### Job
Repeat the records below exactly, leaving out every picture.

Excerpts of location labeling data:

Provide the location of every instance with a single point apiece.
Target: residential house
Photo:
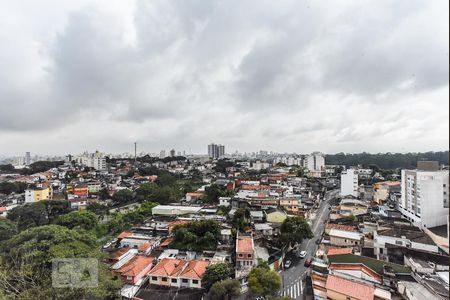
(275, 216)
(38, 194)
(135, 269)
(245, 251)
(178, 273)
(345, 238)
(383, 189)
(410, 237)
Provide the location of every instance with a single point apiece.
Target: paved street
(292, 277)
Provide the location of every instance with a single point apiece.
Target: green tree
(123, 196)
(241, 218)
(103, 194)
(98, 209)
(7, 168)
(294, 230)
(165, 179)
(215, 273)
(264, 282)
(196, 235)
(226, 289)
(78, 219)
(7, 229)
(12, 187)
(28, 215)
(38, 213)
(25, 272)
(167, 194)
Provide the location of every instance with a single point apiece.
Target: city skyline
(102, 74)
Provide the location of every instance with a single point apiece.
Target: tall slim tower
(135, 152)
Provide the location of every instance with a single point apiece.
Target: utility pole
(135, 153)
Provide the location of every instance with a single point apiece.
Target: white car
(287, 264)
(302, 254)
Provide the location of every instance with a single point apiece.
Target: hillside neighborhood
(215, 227)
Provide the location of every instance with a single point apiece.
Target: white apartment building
(424, 199)
(216, 151)
(349, 183)
(92, 160)
(259, 165)
(315, 162)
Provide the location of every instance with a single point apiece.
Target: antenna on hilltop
(135, 153)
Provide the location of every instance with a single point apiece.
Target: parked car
(302, 254)
(287, 264)
(307, 263)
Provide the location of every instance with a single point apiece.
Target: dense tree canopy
(7, 229)
(213, 192)
(241, 218)
(25, 272)
(197, 235)
(386, 160)
(41, 166)
(38, 213)
(78, 219)
(8, 168)
(215, 273)
(225, 289)
(295, 230)
(12, 187)
(123, 196)
(264, 282)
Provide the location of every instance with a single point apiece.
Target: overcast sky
(287, 76)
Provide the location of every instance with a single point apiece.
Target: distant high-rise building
(92, 160)
(215, 151)
(349, 183)
(315, 163)
(27, 158)
(221, 150)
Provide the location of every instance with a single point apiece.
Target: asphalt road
(293, 284)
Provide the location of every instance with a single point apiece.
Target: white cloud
(285, 76)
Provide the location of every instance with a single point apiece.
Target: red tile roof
(144, 247)
(166, 267)
(166, 242)
(193, 269)
(136, 265)
(124, 235)
(337, 251)
(245, 244)
(350, 288)
(339, 227)
(194, 194)
(116, 254)
(356, 266)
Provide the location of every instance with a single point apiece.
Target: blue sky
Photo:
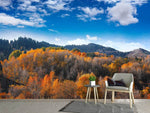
(120, 24)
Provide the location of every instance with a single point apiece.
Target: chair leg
(105, 96)
(132, 97)
(130, 100)
(113, 94)
(95, 95)
(87, 95)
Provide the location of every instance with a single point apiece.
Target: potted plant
(92, 80)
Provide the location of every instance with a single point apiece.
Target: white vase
(92, 83)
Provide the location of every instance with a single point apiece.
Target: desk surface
(92, 86)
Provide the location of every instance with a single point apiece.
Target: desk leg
(95, 95)
(87, 95)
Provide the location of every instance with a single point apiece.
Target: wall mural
(50, 48)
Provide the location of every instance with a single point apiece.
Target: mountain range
(91, 47)
(6, 47)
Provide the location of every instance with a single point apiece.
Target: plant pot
(92, 83)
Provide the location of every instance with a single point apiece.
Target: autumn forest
(54, 72)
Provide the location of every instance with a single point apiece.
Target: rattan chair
(128, 80)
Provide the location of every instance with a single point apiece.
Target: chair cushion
(110, 82)
(120, 83)
(115, 83)
(118, 88)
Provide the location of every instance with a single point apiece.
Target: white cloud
(31, 8)
(64, 15)
(89, 13)
(77, 41)
(9, 20)
(91, 38)
(138, 2)
(36, 19)
(5, 4)
(123, 12)
(52, 30)
(20, 26)
(123, 46)
(57, 39)
(58, 4)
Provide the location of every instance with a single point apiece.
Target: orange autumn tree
(83, 80)
(46, 85)
(33, 87)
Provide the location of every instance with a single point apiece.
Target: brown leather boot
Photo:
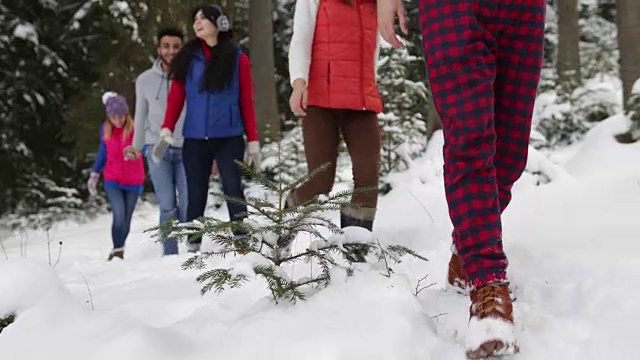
(456, 276)
(119, 253)
(491, 331)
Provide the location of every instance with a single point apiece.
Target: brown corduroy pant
(322, 128)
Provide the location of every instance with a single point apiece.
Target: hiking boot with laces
(491, 330)
(116, 253)
(456, 277)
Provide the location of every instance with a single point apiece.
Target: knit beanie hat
(214, 14)
(115, 104)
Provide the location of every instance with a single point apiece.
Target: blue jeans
(122, 202)
(170, 185)
(198, 156)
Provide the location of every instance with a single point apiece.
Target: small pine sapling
(268, 231)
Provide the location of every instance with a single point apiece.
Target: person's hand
(298, 99)
(166, 140)
(131, 153)
(92, 183)
(388, 11)
(252, 156)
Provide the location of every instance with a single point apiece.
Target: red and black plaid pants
(483, 59)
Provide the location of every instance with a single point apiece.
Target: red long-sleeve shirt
(177, 95)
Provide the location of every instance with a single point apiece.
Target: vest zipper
(206, 120)
(358, 4)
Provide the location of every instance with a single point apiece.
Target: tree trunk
(263, 69)
(568, 65)
(628, 19)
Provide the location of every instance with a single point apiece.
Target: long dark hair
(220, 67)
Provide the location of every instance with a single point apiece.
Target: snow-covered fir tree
(266, 249)
(567, 111)
(403, 125)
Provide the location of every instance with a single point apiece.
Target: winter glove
(92, 183)
(252, 156)
(161, 147)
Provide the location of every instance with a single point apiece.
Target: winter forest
(573, 227)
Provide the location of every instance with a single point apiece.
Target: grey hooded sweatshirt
(152, 89)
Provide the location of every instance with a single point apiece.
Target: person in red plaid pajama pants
(484, 59)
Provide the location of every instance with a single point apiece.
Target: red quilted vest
(124, 172)
(342, 72)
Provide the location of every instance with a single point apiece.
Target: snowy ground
(574, 260)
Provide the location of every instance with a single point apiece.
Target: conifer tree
(265, 247)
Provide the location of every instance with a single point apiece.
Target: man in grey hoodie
(167, 173)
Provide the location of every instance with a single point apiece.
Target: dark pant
(360, 130)
(198, 156)
(122, 202)
(484, 60)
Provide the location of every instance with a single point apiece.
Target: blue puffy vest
(211, 114)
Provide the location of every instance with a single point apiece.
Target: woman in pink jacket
(123, 179)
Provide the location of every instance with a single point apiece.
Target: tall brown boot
(360, 217)
(491, 331)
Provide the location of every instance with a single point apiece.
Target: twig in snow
(419, 289)
(423, 207)
(89, 291)
(59, 254)
(4, 251)
(384, 257)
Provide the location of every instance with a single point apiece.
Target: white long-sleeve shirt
(304, 26)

### Answer to the task
Provide the location of every instance with a single point apiece.
Target: residential house
Photo:
(275, 216)
(38, 194)
(135, 269)
(245, 251)
(178, 273)
(345, 238)
(383, 189)
(410, 237)
Provide the location of every instance with a single point apiece.
Target: paved street
(292, 277)
Provide the location of every instance with a single point apiece.
Target: green tree
(123, 196)
(241, 218)
(103, 194)
(98, 209)
(7, 168)
(294, 230)
(165, 179)
(215, 273)
(264, 282)
(196, 235)
(226, 289)
(78, 219)
(7, 229)
(12, 187)
(28, 215)
(38, 213)
(25, 272)
(167, 194)
Provide the location of every instance with a single point apiece.
Target: city skyline
(102, 74)
Provide the location of every instance with a single point apiece.
Target: tall slim tower
(135, 152)
Provide the location of every instance with a single point apiece.
Target: utility pole
(135, 153)
Provide the location of every instance with a single point apiece.
Target: white car
(287, 264)
(302, 254)
Provide the location of every instance with a single point apiece.
Target: hillside neighborhood
(215, 227)
Provide the location of every instance with a single point apiece.
Target: white apartment building
(424, 199)
(216, 151)
(349, 183)
(92, 160)
(259, 165)
(315, 162)
Provide the location of every instance with a single point apiece.
Target: antenna on hilltop
(135, 153)
Provide the location of every instance with a single point apiece.
Target: parked car
(302, 254)
(287, 264)
(307, 263)
Provide the location of every instance with a single point apiece.
Target: dense tree canopy
(7, 229)
(213, 192)
(241, 218)
(25, 272)
(197, 235)
(386, 160)
(41, 166)
(38, 213)
(78, 219)
(8, 168)
(215, 273)
(225, 289)
(295, 230)
(12, 187)
(123, 196)
(264, 282)
Provide the location of every instance with a single point apiece.
Target: overcast sky
(287, 76)
Provide the location of every instance with a single point apiece.
Target: distant high-rise building
(92, 160)
(215, 151)
(349, 183)
(315, 163)
(27, 158)
(221, 150)
Provide the location of every instance with a single point apiece.
Target: asphalt road
(293, 284)
Provide the location of every instance with a single point apiece.
Target: white cloud
(285, 76)
Provide the location of every instance with a single point apiece.
Target: red tile roof
(144, 247)
(166, 267)
(166, 242)
(193, 269)
(136, 265)
(124, 235)
(337, 251)
(245, 244)
(350, 288)
(339, 227)
(194, 194)
(116, 254)
(356, 266)
Provide the location of every instance with a single point apiece.
Target: blue sky
Photo:
(120, 24)
Provide the location of every instance with a single point apiece.
Target: chair leg
(105, 96)
(132, 97)
(130, 100)
(113, 94)
(95, 95)
(87, 95)
Provide the location of every instance with a single point apiece.
Target: potted plant
(92, 80)
Provide the location of every instance with a single point apiece.
Target: white vase
(92, 83)
Provide the location of every instance with a single point apiece.
Target: desk surface
(92, 86)
Provide the location of every instance with a single point apiece.
Target: desk leg
(95, 95)
(87, 95)
Provide the location of every instance with a single point apiece.
Target: wall mural
(50, 48)
Provide the location of every instance with a single point apiece.
Target: mountain range
(91, 47)
(6, 47)
Provide the location of every instance with a single point apiece.
Target: plant pot
(92, 83)
Provide the location of every instance with a single point apiece.
Target: autumn forest
(54, 72)
Provide the location of every instance with a single point apiece.
Target: rattan chair
(128, 80)
Provide the location of every instance with a single point apiece.
Target: chair cushion
(110, 82)
(120, 83)
(115, 83)
(118, 88)
Provide the location of every instance with a single point apiece.
Target: white cloud
(31, 8)
(64, 15)
(89, 13)
(77, 41)
(9, 20)
(91, 38)
(138, 2)
(36, 19)
(5, 4)
(123, 12)
(52, 30)
(20, 26)
(123, 46)
(57, 39)
(58, 4)
Provide the location of every instance with a single point apiece.
Target: orange autumn tree
(83, 80)
(46, 85)
(33, 87)
Provide the location of every instance with a single point apiece.
Target: brown leather boot
Photo:
(456, 276)
(119, 253)
(491, 331)
Provide the location of every instance with a single point apiece.
Target: brown corduroy pant
(322, 128)
Provide the location of every instance with a single point apiece.
Target: hiking boot with laces
(491, 330)
(116, 253)
(456, 277)
Provide the location of every instance with a single point apiece.
Target: knit beanie hat
(214, 14)
(115, 104)
Provide the location of every instance with a single point apiece.
Target: blue jeans
(122, 202)
(170, 185)
(198, 156)
Provide the location of every instance with a single point apiece.
Target: small pine sapling
(268, 231)
Provide the location of every instance with a single point apiece.
Target: person's hand
(298, 99)
(166, 140)
(131, 153)
(92, 183)
(388, 11)
(252, 156)
Provide the location of every instance with a single point apiece.
Target: red and black plaid pants
(483, 59)
Provide the location of every instance with a single point apiece.
Target: red long-sleeve shirt
(177, 95)
Provide the location of every instance with a single point apiece.
Target: vest zipper
(206, 120)
(358, 4)
Provide the location of every instance with a single point apiece.
Target: tree trunk
(263, 69)
(568, 65)
(628, 19)
Provide the location of every instance with a single point apiece.
Target: long dark hair
(220, 67)
Provide the location of every instance with a single point apiece.
Target: snow-covered fir tree
(266, 249)
(567, 111)
(403, 125)
Provide the location of every instance with a single point apiece.
Target: winter glove
(92, 183)
(252, 156)
(161, 147)
Provide the location of every instance with a single point apiece.
Target: winter forest
(573, 227)
Provide the location of every instance with a single point apiece.
Target: grey hooded sweatshirt
(152, 89)
Provide the location of every instance with a single point apiece.
Target: person in red plaid pajama pants
(484, 59)
Provide the location of every instance with a single point apiece.
Target: red quilted vest
(124, 172)
(342, 72)
Provide the location of every instance with a single point apiece.
Target: snowy ground
(574, 260)
Provide the location of every instance with a single point apiece.
Target: conifer tree
(265, 247)
Provide the location of every instance with a single point apiece.
Target: man in grey hoodie
(167, 173)
Provide the location of every instance with a single point apiece.
Target: dark pant
(360, 130)
(198, 156)
(122, 202)
(484, 60)
Provide the location of every instance with a single point apiece.
Target: blue puffy vest
(211, 114)
Provide the location of every instance with a single point apiece.
Target: woman in pink jacket
(123, 179)
Provide the location of every instance with a single point apiece.
Target: tall brown boot
(360, 217)
(491, 331)
Provide the location of every instance with a single point apiece.
Target: twig in snow
(419, 289)
(423, 207)
(89, 291)
(59, 254)
(4, 251)
(384, 257)
Provide the location of every instance with a single point apiece.
Target: white long-sleeve shirt
(304, 26)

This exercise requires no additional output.